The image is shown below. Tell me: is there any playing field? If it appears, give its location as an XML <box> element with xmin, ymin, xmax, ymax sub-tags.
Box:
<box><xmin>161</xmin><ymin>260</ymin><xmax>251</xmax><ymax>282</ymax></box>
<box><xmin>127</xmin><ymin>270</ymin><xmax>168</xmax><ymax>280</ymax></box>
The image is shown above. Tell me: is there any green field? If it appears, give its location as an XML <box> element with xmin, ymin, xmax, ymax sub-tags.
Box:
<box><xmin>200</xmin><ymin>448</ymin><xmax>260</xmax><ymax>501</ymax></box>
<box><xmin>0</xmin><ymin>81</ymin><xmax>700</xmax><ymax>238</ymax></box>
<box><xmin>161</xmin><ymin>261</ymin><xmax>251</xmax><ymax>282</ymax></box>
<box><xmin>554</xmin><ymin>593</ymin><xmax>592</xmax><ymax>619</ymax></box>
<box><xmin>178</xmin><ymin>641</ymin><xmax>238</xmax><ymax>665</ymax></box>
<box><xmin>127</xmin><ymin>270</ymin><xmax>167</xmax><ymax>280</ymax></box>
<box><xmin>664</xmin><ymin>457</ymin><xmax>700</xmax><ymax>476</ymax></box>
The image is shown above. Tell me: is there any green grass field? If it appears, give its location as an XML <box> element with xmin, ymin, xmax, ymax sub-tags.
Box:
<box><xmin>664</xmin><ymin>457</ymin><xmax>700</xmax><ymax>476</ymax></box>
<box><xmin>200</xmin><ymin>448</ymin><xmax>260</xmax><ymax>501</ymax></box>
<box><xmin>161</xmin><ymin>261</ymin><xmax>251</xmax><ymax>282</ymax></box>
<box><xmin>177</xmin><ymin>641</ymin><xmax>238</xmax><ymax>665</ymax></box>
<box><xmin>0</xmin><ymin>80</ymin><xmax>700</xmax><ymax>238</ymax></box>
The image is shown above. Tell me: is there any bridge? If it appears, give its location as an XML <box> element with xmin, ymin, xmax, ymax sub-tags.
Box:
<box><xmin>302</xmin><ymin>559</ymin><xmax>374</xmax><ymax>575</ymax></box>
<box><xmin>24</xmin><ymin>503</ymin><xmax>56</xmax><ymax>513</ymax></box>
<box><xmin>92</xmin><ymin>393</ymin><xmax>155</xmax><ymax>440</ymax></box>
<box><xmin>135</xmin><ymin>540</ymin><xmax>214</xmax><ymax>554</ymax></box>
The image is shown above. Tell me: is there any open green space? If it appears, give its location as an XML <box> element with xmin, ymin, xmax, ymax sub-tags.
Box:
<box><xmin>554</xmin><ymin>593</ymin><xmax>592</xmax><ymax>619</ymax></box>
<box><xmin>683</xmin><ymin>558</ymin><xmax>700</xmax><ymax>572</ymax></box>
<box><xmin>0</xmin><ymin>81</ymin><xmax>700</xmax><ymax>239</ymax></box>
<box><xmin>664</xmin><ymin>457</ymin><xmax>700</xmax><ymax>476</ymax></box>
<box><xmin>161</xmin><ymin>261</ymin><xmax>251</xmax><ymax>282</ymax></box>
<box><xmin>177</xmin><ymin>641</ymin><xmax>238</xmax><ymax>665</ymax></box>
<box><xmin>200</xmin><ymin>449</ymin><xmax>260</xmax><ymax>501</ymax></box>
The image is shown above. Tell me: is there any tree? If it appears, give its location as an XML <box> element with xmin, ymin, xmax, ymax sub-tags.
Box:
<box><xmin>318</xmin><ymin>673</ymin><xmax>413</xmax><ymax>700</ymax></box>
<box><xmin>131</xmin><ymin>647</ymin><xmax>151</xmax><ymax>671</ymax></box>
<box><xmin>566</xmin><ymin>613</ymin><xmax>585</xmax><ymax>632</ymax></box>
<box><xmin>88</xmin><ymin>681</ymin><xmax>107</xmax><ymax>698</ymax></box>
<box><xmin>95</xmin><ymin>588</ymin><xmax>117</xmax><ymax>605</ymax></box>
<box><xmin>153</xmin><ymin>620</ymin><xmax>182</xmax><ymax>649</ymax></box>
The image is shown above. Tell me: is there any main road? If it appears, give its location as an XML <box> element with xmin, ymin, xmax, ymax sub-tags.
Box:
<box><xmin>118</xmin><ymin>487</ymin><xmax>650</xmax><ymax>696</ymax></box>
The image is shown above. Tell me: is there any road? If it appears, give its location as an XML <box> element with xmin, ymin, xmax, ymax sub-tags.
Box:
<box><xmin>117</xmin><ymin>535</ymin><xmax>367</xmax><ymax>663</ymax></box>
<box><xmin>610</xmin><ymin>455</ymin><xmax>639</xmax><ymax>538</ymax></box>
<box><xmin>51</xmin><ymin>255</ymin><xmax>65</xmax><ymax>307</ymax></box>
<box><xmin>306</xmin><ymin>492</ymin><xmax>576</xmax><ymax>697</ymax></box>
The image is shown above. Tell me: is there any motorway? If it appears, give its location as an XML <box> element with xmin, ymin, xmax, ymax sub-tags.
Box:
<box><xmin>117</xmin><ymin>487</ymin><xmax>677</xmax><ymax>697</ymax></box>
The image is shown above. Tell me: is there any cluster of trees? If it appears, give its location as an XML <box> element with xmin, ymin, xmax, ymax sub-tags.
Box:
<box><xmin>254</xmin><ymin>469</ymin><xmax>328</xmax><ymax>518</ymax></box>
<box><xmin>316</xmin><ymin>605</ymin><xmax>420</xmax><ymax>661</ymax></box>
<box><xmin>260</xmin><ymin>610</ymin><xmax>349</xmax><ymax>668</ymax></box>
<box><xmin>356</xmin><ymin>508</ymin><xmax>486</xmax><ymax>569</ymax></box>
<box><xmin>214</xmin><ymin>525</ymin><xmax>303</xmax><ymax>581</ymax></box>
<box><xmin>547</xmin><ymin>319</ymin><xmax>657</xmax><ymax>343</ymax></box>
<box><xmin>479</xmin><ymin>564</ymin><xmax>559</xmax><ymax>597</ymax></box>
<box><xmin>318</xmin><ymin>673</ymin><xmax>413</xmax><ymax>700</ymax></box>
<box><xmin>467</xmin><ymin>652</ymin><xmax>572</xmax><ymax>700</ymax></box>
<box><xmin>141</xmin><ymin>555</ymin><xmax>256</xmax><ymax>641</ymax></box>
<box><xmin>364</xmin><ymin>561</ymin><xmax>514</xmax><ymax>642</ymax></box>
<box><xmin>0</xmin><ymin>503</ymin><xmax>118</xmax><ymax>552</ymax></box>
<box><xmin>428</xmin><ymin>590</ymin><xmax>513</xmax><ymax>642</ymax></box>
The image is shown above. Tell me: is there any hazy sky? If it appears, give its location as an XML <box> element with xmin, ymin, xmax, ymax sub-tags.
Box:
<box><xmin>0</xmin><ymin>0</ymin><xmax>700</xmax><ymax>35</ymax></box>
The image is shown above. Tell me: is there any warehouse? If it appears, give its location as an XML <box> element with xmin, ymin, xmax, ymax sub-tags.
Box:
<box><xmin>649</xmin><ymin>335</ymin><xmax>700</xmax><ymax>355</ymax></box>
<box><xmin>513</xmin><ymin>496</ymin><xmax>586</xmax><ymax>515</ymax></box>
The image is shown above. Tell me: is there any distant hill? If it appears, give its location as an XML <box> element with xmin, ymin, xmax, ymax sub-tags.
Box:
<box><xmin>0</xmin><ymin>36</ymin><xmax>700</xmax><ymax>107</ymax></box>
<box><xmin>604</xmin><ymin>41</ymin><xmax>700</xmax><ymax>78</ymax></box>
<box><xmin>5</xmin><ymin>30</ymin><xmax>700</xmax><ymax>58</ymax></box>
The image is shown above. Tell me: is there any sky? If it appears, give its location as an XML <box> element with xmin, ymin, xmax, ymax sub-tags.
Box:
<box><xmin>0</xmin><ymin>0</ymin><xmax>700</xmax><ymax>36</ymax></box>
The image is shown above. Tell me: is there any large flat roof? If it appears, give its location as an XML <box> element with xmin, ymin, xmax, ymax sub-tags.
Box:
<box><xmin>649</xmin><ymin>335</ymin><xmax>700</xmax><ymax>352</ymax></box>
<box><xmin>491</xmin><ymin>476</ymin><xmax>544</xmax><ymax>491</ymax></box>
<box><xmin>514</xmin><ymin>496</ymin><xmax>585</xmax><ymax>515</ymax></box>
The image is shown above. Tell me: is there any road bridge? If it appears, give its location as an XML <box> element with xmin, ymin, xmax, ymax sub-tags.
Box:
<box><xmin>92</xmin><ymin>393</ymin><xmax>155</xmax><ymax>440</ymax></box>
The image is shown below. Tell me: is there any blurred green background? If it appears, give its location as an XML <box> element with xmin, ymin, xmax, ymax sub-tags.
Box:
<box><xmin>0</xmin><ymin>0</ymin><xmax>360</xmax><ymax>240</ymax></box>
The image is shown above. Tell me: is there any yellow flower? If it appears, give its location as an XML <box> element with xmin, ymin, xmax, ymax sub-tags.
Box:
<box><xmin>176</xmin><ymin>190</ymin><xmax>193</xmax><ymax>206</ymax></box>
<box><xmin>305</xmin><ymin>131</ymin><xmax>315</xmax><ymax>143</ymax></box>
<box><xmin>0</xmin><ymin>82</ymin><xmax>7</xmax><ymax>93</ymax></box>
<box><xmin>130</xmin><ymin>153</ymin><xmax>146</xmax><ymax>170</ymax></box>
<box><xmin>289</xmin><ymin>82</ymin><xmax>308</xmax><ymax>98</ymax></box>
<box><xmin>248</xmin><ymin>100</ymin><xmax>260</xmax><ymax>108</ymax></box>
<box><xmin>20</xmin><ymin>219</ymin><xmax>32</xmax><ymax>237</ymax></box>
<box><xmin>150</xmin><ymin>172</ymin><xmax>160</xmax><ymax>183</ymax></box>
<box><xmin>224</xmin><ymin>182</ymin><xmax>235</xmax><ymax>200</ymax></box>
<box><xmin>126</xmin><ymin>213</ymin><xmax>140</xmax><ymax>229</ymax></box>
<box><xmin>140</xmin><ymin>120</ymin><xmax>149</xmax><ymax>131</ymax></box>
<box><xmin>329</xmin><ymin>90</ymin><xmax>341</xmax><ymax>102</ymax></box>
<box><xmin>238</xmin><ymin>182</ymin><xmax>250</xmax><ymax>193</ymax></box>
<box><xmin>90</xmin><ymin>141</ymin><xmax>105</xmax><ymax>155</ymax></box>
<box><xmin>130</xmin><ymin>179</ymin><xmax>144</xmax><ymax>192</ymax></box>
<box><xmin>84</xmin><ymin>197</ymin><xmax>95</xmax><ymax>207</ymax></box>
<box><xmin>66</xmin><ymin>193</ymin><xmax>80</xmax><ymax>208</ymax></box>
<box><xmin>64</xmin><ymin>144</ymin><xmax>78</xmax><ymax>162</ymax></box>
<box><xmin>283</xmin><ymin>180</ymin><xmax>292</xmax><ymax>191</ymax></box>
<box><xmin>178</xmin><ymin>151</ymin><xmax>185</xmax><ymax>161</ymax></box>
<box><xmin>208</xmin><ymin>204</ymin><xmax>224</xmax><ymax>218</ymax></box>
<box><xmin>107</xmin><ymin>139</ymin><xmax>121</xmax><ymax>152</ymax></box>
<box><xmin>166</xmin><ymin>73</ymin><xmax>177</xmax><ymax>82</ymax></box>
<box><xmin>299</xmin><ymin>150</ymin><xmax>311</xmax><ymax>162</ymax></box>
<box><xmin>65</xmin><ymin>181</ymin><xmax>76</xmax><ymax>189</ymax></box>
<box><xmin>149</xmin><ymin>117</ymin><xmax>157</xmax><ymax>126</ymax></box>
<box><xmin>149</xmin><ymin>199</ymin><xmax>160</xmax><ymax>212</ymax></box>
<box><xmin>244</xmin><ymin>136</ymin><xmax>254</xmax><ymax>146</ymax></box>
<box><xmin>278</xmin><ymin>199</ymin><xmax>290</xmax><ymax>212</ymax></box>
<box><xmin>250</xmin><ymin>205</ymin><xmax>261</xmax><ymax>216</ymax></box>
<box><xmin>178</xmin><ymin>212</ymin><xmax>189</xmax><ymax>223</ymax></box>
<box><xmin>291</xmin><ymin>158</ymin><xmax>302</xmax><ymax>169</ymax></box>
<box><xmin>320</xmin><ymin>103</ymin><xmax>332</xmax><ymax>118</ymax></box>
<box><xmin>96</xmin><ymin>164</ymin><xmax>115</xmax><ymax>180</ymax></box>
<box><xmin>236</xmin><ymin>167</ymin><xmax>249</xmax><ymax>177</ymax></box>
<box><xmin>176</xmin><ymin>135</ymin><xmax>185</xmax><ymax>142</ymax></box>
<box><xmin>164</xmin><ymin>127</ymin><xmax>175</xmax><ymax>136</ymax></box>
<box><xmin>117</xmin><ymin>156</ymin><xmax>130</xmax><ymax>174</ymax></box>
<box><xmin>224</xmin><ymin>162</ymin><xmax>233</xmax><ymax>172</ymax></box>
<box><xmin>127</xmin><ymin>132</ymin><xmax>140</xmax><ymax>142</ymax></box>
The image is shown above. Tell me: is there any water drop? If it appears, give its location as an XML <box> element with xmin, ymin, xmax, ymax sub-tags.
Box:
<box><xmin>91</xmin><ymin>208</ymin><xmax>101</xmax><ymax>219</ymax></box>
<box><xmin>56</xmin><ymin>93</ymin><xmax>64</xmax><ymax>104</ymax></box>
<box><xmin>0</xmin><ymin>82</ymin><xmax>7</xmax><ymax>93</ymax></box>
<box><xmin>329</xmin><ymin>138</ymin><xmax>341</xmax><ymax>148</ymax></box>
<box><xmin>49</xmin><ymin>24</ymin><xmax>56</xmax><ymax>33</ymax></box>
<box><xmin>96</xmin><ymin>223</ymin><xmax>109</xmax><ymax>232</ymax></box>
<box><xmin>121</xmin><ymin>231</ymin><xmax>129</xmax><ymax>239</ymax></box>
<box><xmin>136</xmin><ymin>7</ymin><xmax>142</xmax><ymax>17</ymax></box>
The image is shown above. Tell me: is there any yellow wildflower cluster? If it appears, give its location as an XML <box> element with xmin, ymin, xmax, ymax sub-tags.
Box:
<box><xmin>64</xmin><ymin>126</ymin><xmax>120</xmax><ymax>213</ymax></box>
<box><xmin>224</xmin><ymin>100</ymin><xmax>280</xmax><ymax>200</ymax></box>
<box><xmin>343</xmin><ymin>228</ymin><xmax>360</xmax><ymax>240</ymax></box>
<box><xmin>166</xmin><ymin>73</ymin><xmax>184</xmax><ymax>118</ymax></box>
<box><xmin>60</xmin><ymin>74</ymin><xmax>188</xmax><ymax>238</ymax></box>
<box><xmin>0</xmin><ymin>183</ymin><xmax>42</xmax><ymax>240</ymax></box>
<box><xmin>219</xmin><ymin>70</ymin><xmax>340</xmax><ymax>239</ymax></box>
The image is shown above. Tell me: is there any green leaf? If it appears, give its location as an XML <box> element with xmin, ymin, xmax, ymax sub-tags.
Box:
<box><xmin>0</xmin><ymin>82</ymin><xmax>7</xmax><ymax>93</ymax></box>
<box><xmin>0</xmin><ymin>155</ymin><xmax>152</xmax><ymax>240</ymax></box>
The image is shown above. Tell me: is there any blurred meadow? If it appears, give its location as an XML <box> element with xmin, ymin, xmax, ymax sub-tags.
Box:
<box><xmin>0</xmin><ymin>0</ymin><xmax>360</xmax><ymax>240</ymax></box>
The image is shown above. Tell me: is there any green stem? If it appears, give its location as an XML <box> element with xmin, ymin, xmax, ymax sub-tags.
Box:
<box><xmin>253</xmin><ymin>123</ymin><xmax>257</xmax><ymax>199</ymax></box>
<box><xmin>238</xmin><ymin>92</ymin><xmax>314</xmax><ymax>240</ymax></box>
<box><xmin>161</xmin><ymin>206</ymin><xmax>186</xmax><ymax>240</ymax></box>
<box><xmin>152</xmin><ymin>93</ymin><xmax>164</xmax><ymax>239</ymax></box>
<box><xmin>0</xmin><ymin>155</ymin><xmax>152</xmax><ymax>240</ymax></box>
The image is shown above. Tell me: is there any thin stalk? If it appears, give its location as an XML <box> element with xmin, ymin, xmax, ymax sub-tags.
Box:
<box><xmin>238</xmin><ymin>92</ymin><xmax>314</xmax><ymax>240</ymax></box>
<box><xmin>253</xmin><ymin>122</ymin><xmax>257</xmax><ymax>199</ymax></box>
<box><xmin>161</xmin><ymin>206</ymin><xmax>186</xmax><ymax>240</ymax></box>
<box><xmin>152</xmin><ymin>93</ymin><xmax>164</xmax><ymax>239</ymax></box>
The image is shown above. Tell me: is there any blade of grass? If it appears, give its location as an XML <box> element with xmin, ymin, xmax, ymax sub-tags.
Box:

━━━━━━━━━━━━━━━━

Rewrite the entries from the line containing "any green leaf?" through the end of the entries, swapping "thin stalk" for "narrow stalk" and leaving everything else as it is.

The image is shown above. Tell me: is there any green leaf? If it appears, give its location as an XML <box> element with xmin, ymin, xmax, ymax sub-tags.
Box:
<box><xmin>0</xmin><ymin>82</ymin><xmax>7</xmax><ymax>93</ymax></box>
<box><xmin>0</xmin><ymin>155</ymin><xmax>152</xmax><ymax>240</ymax></box>
The image is shown above. Tell me: is there any blurred meadow? If it appears, give its location as an XML <box> element with xmin, ymin, xmax, ymax sub-tags.
Box:
<box><xmin>0</xmin><ymin>0</ymin><xmax>360</xmax><ymax>240</ymax></box>
The image is shown above. Tell me: is there any green stem? If it appears, give its location as an XML <box> element with xmin, ymin, xmax, ymax sub-tags.
Box:
<box><xmin>253</xmin><ymin>123</ymin><xmax>257</xmax><ymax>199</ymax></box>
<box><xmin>238</xmin><ymin>92</ymin><xmax>314</xmax><ymax>240</ymax></box>
<box><xmin>161</xmin><ymin>206</ymin><xmax>186</xmax><ymax>240</ymax></box>
<box><xmin>152</xmin><ymin>93</ymin><xmax>164</xmax><ymax>239</ymax></box>
<box><xmin>0</xmin><ymin>155</ymin><xmax>152</xmax><ymax>240</ymax></box>
The image is shown above. Tell me: is there any narrow stalk? If it appears, give its location as an XML <box> element with xmin, ymin, xmax, ymax sub-tags.
Box:
<box><xmin>238</xmin><ymin>92</ymin><xmax>314</xmax><ymax>240</ymax></box>
<box><xmin>253</xmin><ymin>122</ymin><xmax>257</xmax><ymax>199</ymax></box>
<box><xmin>161</xmin><ymin>206</ymin><xmax>186</xmax><ymax>240</ymax></box>
<box><xmin>152</xmin><ymin>93</ymin><xmax>164</xmax><ymax>239</ymax></box>
The image is shown above. Tell me: is there any blade of grass? If it appears, give its location as an XML <box> element with xmin, ymin, xmax, ymax sub-tags.
Box:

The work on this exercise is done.